>> BEGIN DATA FOR PROCESSING
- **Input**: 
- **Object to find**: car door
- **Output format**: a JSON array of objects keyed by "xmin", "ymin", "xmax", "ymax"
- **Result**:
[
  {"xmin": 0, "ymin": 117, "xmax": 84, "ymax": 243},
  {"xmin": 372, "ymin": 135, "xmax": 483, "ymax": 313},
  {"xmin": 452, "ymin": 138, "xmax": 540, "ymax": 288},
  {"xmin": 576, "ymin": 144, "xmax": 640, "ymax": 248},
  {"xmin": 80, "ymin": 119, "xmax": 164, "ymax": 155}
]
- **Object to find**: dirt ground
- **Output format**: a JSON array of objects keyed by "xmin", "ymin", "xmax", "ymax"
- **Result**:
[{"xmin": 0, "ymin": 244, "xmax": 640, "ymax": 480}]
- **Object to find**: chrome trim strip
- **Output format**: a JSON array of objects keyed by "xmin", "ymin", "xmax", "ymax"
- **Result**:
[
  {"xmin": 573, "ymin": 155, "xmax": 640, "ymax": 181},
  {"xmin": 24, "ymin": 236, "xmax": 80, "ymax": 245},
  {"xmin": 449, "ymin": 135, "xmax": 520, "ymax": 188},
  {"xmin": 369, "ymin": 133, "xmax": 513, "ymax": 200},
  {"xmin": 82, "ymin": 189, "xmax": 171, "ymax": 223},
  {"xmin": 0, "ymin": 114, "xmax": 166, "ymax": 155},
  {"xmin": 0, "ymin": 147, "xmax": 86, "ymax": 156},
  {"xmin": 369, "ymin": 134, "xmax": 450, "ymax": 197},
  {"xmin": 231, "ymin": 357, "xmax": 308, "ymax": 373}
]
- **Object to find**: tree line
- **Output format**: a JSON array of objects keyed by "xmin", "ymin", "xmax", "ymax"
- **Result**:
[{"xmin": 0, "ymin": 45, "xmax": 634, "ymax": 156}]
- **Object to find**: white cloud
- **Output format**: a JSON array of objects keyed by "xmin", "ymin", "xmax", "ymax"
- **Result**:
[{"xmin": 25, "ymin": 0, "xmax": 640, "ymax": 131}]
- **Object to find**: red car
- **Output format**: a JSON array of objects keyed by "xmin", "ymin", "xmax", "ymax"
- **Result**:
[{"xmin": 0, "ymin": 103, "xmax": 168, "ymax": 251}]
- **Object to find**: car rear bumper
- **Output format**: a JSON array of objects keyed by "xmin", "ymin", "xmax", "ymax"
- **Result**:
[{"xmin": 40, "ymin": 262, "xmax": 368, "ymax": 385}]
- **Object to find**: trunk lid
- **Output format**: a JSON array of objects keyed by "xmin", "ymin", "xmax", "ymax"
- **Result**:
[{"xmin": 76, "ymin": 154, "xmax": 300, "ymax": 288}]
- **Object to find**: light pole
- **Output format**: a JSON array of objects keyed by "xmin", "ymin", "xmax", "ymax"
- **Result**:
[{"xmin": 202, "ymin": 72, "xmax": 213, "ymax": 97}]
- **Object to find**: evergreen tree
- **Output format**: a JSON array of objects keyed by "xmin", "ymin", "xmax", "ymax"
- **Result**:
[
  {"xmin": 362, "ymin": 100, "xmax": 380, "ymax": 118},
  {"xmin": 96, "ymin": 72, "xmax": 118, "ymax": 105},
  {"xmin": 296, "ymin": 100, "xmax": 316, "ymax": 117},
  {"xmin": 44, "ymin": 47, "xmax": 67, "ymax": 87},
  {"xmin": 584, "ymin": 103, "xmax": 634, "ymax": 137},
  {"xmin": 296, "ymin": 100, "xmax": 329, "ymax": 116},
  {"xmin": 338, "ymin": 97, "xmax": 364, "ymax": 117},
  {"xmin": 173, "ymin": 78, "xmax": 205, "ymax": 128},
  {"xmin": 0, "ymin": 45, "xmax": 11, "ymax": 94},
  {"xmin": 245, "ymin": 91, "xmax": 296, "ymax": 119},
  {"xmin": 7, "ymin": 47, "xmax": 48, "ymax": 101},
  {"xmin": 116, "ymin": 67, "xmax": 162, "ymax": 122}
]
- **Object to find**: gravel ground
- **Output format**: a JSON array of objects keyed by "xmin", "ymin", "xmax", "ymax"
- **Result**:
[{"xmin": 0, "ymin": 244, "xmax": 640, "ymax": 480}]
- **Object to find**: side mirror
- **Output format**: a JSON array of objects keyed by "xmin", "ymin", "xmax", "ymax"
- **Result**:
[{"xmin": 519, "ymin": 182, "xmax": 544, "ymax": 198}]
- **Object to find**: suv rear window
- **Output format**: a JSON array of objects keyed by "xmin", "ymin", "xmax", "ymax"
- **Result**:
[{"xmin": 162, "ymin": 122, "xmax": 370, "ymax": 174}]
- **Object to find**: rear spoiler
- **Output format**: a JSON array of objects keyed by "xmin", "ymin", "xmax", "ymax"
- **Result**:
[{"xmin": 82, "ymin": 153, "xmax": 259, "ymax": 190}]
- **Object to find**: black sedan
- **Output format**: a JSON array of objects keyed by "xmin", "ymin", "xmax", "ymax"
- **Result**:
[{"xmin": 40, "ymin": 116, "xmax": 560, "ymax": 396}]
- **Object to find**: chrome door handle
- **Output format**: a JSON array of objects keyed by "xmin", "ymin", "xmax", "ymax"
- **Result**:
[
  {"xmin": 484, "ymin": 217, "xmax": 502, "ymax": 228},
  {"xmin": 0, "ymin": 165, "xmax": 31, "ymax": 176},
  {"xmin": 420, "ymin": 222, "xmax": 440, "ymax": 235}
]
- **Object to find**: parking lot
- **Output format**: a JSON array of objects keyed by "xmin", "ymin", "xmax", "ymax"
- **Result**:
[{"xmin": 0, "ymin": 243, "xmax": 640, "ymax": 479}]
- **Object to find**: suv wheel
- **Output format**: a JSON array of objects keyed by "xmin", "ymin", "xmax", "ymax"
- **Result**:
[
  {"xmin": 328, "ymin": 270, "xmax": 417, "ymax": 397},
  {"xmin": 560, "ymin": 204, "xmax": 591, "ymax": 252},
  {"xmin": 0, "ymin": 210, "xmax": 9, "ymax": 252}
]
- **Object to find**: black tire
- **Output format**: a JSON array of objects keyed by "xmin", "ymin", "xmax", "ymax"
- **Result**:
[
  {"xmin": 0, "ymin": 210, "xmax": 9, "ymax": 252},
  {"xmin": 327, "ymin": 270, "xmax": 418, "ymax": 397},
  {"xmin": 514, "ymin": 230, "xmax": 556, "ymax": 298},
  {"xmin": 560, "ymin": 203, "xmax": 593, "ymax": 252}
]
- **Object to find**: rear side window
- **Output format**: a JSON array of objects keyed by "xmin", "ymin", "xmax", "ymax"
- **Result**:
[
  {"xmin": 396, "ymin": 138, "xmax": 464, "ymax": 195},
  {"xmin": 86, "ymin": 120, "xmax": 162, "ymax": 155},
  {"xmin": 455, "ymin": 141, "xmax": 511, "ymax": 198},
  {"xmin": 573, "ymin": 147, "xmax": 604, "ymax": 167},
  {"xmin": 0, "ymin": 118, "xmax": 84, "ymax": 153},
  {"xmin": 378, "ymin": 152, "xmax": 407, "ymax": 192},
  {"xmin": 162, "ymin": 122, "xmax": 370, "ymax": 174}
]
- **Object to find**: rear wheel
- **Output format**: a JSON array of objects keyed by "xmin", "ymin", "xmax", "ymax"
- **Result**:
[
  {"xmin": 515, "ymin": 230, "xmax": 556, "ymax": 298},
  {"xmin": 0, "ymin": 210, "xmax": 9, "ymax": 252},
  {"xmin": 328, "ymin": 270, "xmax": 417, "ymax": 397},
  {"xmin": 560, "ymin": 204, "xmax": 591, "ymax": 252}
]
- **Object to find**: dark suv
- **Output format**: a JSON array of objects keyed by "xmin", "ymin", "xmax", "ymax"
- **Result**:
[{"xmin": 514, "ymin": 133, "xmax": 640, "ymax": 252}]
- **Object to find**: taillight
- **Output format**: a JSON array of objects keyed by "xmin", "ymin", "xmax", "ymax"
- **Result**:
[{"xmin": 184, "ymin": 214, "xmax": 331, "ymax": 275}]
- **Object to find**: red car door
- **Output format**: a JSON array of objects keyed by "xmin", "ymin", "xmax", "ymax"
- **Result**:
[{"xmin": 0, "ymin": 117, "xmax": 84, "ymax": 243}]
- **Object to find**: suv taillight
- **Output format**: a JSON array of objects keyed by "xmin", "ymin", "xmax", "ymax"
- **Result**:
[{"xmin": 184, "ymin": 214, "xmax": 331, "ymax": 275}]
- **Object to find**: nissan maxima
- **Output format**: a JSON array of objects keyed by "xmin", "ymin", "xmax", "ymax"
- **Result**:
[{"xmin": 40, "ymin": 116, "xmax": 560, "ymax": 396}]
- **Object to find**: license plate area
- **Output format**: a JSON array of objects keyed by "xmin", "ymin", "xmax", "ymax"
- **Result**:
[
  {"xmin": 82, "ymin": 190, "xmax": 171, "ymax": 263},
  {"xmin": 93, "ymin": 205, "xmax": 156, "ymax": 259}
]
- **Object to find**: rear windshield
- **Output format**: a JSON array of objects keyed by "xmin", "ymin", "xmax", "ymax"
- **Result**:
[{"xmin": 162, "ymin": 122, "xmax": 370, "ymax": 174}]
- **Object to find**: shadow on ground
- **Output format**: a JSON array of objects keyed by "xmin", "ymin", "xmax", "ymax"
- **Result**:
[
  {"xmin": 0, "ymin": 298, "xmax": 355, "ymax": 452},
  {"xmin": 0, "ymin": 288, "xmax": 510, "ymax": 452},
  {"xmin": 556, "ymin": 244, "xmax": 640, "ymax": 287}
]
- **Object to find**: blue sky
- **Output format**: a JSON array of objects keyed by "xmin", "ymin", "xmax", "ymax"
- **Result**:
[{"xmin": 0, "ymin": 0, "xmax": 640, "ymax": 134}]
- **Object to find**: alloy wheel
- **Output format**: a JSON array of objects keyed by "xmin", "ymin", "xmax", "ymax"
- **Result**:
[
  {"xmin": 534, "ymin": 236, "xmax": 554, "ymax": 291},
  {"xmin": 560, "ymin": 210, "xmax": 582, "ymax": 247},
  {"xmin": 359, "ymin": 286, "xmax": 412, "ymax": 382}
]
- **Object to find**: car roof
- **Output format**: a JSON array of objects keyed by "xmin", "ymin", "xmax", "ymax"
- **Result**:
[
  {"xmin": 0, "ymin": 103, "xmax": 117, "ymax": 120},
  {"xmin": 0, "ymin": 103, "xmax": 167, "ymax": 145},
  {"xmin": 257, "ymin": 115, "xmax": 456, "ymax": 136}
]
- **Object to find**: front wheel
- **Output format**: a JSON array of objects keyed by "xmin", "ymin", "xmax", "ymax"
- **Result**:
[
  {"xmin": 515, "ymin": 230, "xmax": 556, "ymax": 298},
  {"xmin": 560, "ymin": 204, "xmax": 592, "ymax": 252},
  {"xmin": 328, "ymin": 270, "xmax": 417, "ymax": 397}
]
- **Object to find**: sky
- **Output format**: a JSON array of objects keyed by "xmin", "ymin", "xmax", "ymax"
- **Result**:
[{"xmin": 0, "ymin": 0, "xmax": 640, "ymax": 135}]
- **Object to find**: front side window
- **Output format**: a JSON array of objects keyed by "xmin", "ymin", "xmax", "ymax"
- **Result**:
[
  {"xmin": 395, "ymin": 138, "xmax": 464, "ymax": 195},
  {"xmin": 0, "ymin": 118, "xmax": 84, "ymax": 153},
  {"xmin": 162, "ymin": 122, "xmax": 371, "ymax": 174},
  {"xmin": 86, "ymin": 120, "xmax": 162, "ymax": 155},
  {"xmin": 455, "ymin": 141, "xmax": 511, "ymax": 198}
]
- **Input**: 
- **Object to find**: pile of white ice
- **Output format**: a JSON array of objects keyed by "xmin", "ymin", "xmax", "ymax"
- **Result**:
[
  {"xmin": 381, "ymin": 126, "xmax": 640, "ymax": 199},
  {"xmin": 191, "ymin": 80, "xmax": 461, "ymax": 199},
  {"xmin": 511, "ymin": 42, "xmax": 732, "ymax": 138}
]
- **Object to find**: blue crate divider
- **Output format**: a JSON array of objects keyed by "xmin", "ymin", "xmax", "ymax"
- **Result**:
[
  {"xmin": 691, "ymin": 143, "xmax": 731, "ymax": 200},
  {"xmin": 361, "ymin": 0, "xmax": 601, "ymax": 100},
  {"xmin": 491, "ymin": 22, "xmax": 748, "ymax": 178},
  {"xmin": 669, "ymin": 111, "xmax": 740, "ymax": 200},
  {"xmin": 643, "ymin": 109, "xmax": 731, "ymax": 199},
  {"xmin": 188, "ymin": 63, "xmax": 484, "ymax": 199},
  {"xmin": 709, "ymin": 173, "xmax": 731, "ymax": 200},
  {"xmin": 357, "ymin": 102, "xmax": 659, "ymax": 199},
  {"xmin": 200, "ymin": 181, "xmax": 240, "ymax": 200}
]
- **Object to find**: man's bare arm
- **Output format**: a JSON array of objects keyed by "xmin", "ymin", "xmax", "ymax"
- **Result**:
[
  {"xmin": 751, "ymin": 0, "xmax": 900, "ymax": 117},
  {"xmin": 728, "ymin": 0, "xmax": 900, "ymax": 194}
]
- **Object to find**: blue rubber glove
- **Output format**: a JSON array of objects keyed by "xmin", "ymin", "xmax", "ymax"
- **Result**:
>> END DATA FOR PROCESSING
### DIRECTIVE
Only the lines from the one that contains "- **Object to find**: man's bare arm" to the end of the data should be output, exactly as they appear.

### EXERCISE RESPONSE
- **Object to find**: man's bare arm
- **Output format**: a JSON array of objects keyed by "xmin", "ymin", "xmax", "ymax"
- **Result**:
[
  {"xmin": 751, "ymin": 0, "xmax": 900, "ymax": 117},
  {"xmin": 728, "ymin": 0, "xmax": 900, "ymax": 194}
]
- **Object to find**: blue rubber glove
- **Output format**: a JSON array of objects keyed by "xmin", "ymin", "xmax", "ymax"
- **Result**:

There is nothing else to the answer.